Some health conditions are so disturbing (e.g. cholera) that the affected population immediately seeks medical attention. For such disorders, special case-finding strategies may not be required. But for conditions such as drug abuse, the individuals affected often do not seek help and therefore strategies must be developed to locate them. To do this the epidemiological characteristics of the condition are studied to find clues that point to an optimal case-finding strategy.
We have reviewed the relevant epidemiological characteristics of drug abuse and our findings are summarized in the table below. Eight general characteristics of drug abuse are listed, each of which suggests a specific strategy to identify cases of drug abuse. The first characteristic, for example, states that a necessary condition for drug abuse is the presence of a dependence-producing substance. Drug abuse, therefore, resembles some infectious disorders in which case-finding is based on the identification of the disease-producing agent. This epidemiological characteristic provides the basis for a frequently applied case-finding strategy-also listed in the table--that is to find dependence-producing drugs on a individual's person or in his or her body fluids. In similar fashion seven other epidemiological characteristics and corresponding case finding strategies are listed.

▸ Required action A:
Print the part of the passage on case-finding for drug abuse that opens with the words containing "Some health conditions" and closes with "optimal case-finding strategy.".
▸ Required action B:
According to the passage on case-finding for drug abuse, what does the first characteristic state is a necessary condition for drug abuse?
▸ Required action C:
Resume the passage on case-finding for drug abuse from its final sentence and continue writing it.
You will not need the records.

▸ Extracted material:
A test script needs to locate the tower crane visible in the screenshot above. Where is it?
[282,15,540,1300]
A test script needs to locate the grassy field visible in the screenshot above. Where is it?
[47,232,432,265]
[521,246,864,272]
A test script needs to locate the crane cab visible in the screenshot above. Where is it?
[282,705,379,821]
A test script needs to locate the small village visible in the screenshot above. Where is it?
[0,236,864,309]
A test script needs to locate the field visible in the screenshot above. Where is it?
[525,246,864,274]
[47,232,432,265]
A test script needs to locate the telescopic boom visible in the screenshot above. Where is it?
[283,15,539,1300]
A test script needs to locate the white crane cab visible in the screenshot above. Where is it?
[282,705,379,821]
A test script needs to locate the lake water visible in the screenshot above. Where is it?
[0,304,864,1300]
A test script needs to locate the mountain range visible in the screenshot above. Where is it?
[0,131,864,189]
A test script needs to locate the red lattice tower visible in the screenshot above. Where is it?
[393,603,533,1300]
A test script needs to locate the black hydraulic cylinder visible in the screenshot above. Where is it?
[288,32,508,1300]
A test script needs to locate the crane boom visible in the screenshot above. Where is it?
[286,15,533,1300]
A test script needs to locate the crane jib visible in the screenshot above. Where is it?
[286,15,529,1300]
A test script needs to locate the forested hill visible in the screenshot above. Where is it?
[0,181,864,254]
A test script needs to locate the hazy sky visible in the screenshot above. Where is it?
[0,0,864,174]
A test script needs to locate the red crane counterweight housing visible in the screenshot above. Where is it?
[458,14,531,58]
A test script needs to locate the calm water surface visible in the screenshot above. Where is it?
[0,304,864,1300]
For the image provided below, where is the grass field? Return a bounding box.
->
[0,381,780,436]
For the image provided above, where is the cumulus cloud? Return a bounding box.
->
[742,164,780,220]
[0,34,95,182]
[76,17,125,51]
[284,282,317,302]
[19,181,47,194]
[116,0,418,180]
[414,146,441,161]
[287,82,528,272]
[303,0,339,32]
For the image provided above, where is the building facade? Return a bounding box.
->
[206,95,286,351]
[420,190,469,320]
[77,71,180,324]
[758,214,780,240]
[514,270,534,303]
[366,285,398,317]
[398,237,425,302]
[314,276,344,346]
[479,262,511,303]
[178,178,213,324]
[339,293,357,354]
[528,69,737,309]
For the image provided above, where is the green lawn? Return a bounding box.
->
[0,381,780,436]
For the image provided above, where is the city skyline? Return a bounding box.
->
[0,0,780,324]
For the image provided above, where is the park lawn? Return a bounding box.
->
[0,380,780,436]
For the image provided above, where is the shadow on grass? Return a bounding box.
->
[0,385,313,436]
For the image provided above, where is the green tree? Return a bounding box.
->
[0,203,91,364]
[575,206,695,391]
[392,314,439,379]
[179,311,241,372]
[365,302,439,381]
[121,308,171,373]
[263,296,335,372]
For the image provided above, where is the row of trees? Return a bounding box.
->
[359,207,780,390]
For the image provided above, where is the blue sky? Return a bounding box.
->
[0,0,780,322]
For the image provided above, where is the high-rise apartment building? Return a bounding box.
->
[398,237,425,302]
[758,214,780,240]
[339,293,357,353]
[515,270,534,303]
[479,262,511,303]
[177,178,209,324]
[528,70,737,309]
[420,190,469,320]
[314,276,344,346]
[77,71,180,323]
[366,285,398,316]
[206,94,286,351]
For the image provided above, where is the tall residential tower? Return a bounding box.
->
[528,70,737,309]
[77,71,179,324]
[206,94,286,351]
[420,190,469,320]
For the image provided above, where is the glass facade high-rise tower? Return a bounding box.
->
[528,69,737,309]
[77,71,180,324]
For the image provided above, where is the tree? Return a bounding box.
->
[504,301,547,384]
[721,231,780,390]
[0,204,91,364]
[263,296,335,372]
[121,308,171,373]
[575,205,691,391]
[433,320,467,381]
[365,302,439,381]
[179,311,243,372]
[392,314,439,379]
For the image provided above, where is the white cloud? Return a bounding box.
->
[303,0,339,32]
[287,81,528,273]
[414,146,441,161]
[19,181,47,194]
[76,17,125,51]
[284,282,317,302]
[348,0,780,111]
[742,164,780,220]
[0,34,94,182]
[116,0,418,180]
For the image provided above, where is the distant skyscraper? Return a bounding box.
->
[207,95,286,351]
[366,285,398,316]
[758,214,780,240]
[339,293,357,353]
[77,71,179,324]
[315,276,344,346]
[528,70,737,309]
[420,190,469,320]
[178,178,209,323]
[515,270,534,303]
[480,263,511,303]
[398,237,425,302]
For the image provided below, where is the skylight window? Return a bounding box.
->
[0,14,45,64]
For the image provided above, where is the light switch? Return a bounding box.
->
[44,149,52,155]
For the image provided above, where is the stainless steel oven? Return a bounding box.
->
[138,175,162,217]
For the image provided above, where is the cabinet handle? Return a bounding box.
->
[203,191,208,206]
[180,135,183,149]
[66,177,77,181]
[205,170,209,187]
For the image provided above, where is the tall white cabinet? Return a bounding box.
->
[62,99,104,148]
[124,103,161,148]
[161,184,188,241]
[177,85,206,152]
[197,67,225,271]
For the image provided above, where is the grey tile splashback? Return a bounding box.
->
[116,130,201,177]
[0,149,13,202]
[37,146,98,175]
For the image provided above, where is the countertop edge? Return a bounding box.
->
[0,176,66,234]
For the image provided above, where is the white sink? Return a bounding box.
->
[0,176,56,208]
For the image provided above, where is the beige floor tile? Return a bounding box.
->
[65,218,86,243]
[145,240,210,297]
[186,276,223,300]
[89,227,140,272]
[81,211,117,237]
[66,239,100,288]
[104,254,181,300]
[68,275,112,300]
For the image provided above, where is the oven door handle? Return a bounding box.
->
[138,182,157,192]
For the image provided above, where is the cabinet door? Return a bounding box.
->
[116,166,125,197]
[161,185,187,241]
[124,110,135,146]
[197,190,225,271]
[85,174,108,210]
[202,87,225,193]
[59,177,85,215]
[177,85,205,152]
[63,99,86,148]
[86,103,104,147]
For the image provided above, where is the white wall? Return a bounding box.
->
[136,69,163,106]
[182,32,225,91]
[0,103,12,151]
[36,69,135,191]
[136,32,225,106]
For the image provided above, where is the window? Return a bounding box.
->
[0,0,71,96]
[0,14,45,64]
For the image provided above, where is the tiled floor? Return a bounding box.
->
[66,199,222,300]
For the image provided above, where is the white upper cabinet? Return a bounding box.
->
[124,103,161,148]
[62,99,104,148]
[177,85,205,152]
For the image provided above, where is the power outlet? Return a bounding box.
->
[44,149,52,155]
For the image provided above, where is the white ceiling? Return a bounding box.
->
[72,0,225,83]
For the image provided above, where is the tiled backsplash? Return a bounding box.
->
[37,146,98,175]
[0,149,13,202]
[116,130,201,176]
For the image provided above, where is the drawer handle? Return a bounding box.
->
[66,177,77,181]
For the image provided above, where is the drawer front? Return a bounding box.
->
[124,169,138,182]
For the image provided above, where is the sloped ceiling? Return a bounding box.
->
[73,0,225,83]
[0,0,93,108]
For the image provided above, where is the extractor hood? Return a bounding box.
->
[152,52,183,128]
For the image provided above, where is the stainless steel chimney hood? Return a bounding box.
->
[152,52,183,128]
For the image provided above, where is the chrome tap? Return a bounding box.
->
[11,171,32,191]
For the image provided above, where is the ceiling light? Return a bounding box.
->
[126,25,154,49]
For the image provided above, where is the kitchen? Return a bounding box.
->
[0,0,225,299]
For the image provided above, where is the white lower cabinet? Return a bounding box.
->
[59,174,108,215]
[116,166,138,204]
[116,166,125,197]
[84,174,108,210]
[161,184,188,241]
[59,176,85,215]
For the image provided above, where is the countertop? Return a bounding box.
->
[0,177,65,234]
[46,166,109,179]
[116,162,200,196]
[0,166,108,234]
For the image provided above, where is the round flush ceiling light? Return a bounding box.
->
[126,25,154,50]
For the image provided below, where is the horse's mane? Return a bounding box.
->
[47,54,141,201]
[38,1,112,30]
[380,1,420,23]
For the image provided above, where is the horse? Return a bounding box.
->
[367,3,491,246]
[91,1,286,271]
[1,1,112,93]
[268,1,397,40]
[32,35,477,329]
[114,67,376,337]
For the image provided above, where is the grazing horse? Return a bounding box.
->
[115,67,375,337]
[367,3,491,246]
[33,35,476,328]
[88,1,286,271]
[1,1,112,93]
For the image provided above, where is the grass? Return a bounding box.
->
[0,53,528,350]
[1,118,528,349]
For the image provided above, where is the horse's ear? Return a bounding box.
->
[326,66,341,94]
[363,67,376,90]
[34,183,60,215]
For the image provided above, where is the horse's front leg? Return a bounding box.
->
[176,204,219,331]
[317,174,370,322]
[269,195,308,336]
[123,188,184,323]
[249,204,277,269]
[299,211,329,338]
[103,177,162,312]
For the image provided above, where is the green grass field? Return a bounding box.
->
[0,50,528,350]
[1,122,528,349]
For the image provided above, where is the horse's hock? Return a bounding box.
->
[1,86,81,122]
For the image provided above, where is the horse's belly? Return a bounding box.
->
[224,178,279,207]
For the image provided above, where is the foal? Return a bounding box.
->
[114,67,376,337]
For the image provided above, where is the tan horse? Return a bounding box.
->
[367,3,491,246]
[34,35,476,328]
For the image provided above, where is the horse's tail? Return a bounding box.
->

▸ Task result A:
Some health conditions are so disturbing (e.g. cholera) that the affected population immediately seeks medical attention. For such disorders, special case-finding strategies may not be required. But for conditions such as drug abuse, the individuals affected often do not seek help and therefore strategies must be developed to locate them. To do this the epidemiological characteristics of the condition are studied to find clues that point to an optimal case-finding strategy.

▸ Task result B:
A necessary condition for drug abuse is the presence of a dependence-producing substance.

▸ Task result C:
In listing only eight epidemiological characteristics, we recognize that a number of others could have been listed. These include such characteristics as (a) drugabusers fear they might be punished if their condition is known; (b)violence is associated with certain drug-use states and with criminal elements in drug trafficking; (c)drug abuse is not a monolithic condition but rather encompasses a wide range of patterns of drug use, associated behavior and effects; and (d)there are no internationally agreed operational criteria for defining individuals as drug abusers. But characteristics (a)through (d)do not appear to suggest specific case-finding strategies. We prefer to see them as special issues in identifying cases of drug abuse and they are discussed in the final section of this paper. The eight case-finding strategies will now be further examined along with examples of their practical application in the community, and their respective advantages and limitations.
1 case-finding refers to identification of cases of drug abuse.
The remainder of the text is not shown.